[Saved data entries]

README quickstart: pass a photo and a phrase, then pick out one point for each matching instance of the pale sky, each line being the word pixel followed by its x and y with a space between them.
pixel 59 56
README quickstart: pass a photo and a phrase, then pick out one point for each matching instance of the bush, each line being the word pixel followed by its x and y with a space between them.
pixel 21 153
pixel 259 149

● **THE TASK**
The entries must all be transcribed exactly.

● **EXERCISE RESULT**
README quickstart: pass a photo and a phrase, then pick out one point for each matching instance of the pale sky, each line being the word pixel followed by its x and y with a space between them.
pixel 59 56
README quickstart: pass a photo and a phrase, then pick out one point for each matching instance of the bush, each line being the word pixel followed by its x and y with a space between them.
pixel 21 153
pixel 259 149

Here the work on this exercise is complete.